►

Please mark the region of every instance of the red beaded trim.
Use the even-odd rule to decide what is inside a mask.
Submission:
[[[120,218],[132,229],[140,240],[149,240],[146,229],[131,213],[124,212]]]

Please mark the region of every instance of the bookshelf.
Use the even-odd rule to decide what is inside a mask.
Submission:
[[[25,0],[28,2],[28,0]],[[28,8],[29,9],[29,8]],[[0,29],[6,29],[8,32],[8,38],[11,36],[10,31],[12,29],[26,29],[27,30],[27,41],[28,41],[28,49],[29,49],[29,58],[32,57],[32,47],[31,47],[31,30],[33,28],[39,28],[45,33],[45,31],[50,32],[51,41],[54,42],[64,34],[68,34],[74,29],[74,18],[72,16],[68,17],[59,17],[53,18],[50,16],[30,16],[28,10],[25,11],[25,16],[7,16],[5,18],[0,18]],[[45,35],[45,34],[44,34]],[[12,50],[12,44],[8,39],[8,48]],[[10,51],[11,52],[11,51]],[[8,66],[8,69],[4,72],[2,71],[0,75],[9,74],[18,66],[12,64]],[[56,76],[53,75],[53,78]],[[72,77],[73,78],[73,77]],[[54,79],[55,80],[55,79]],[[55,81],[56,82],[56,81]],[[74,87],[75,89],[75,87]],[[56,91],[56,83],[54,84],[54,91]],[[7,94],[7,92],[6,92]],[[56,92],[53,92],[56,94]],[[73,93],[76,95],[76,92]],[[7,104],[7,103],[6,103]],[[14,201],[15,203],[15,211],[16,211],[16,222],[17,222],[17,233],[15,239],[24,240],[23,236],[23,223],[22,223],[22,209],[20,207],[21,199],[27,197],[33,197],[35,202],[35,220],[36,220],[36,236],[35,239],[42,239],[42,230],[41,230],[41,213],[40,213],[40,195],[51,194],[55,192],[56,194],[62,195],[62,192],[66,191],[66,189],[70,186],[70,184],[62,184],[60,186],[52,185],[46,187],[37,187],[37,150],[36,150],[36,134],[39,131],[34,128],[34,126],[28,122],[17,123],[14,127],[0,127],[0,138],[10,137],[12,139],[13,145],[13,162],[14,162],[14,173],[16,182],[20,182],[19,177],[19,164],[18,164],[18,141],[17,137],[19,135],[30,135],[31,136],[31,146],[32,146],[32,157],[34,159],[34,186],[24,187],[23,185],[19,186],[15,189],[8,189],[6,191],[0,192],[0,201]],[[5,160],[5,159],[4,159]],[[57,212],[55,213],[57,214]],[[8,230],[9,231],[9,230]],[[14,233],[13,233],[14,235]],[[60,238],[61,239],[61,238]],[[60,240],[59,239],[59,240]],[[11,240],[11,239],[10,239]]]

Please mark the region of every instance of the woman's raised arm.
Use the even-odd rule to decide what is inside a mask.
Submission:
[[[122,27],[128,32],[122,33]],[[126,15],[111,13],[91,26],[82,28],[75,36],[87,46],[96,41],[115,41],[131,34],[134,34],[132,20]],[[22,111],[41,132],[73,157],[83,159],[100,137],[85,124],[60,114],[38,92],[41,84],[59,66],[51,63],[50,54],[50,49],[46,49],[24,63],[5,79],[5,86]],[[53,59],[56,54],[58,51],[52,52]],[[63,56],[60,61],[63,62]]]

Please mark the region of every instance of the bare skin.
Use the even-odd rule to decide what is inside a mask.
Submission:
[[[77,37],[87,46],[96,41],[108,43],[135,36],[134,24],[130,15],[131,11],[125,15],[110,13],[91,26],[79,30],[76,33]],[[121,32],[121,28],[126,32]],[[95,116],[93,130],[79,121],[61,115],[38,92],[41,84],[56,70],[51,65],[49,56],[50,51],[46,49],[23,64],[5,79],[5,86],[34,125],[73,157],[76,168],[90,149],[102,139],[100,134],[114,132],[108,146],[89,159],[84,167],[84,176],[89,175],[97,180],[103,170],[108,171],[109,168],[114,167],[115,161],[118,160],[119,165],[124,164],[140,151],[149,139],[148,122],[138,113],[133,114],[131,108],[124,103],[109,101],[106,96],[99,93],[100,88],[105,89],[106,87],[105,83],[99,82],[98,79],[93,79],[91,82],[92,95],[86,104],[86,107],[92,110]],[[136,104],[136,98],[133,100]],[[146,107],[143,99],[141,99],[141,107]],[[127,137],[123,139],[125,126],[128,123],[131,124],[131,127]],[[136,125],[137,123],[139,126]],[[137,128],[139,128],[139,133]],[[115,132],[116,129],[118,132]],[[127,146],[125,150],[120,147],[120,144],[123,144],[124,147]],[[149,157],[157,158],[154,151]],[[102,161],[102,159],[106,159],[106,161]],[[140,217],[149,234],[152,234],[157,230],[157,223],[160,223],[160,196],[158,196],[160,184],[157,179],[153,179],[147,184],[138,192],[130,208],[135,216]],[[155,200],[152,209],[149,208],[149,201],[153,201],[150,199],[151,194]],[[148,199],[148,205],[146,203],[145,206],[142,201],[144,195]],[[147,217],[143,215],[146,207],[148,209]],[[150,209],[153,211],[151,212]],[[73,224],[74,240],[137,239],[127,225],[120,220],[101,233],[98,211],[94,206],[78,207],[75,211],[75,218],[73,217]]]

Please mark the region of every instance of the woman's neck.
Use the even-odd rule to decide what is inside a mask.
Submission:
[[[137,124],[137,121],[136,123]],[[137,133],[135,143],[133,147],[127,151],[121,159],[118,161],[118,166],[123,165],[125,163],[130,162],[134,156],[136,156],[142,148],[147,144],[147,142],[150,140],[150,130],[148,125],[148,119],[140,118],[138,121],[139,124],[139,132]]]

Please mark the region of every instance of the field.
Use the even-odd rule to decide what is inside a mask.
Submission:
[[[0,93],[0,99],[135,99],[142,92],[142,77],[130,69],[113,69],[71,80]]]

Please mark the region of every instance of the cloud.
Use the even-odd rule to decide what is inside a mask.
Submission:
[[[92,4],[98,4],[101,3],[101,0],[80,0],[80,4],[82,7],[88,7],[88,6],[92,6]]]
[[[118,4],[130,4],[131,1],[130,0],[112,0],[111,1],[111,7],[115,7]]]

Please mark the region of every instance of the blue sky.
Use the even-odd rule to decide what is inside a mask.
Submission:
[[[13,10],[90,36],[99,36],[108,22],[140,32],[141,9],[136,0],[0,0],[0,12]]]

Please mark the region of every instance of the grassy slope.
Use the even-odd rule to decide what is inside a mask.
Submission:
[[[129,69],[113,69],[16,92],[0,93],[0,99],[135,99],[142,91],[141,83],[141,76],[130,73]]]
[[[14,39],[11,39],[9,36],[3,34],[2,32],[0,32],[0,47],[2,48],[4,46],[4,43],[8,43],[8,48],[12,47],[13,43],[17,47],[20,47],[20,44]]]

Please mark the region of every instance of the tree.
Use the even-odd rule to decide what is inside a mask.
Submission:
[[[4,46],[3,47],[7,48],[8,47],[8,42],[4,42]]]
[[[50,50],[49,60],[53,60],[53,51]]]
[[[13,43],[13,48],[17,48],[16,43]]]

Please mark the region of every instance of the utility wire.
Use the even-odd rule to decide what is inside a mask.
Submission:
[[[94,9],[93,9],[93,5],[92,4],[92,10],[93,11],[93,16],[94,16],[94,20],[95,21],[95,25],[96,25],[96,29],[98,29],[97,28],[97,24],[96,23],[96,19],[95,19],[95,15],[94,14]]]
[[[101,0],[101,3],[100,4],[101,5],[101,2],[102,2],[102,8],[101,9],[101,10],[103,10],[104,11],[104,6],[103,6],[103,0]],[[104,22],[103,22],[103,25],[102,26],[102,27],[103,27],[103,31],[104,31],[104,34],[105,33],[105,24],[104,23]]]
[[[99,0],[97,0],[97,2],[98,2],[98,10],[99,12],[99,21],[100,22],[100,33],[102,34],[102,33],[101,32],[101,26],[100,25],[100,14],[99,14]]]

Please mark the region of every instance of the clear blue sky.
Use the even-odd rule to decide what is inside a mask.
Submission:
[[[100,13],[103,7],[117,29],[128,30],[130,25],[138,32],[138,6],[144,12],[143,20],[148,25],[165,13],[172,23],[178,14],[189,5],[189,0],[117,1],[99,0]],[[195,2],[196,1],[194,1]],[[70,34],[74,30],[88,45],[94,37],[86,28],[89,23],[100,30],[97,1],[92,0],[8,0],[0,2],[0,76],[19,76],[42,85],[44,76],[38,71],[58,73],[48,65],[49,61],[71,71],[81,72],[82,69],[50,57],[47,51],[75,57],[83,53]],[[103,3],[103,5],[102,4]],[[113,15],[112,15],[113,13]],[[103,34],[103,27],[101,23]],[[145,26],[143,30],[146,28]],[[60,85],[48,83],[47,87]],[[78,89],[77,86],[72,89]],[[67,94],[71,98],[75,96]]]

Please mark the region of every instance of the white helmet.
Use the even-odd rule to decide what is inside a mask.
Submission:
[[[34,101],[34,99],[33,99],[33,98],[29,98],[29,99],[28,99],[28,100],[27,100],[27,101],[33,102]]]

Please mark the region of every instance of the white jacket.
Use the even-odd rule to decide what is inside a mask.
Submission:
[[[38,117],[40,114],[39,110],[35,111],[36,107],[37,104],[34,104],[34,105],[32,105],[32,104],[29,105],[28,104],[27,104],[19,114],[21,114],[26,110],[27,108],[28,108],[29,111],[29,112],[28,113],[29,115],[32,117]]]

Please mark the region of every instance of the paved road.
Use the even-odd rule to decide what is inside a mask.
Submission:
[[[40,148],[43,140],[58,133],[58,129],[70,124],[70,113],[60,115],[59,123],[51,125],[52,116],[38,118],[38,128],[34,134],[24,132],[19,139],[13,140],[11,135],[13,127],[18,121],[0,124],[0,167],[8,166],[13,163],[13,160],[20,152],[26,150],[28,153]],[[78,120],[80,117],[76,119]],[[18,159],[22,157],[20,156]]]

◄

Extract every line from the one containing "Please mark the region of every instance of the white helmet." to the end of the entries, including both of those lines, exactly as given and with nothing added.

The output
Please mark the region of every instance of the white helmet.
Use the even-odd rule to decide what is inside a mask.
Submission:
[[[34,101],[34,99],[33,99],[33,98],[29,98],[29,99],[28,99],[28,100],[27,100],[27,101],[33,102]]]

Please mark the region of every instance of the white jacket.
Use the even-odd rule to decide what is inside a mask.
Submission:
[[[38,117],[40,114],[39,110],[35,111],[36,107],[37,104],[34,104],[34,105],[32,105],[32,104],[29,105],[28,104],[27,104],[19,114],[21,114],[26,110],[27,108],[28,108],[29,111],[29,112],[28,113],[29,115],[32,117]]]

Please mark the region of every instance of the paved road.
Use the even-odd rule to decide what is inside a mask.
Submission:
[[[40,148],[43,140],[58,133],[58,129],[70,124],[70,113],[60,115],[59,123],[51,125],[52,116],[38,118],[38,128],[34,134],[24,132],[19,139],[13,140],[11,135],[13,127],[18,121],[0,124],[0,167],[8,166],[13,163],[13,160],[20,152],[26,150],[28,153]],[[78,120],[80,117],[76,119]],[[18,159],[22,157],[20,156]]]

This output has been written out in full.